> **PROBLEM DESCRIPTION**:
Provide a verbatim copy of the data below.

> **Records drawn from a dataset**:
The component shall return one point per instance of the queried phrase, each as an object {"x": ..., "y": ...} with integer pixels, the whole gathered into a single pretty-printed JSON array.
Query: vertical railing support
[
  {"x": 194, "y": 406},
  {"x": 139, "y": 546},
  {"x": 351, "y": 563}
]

> **RESPONSE**:
The component shall return one point per instance of the queried phrase, each as an object {"x": ..., "y": ...} with integer pixels, the whole gathered into a single pretty-printed JSON array.
Query: vertical railing support
[
  {"x": 194, "y": 406},
  {"x": 139, "y": 546},
  {"x": 351, "y": 563}
]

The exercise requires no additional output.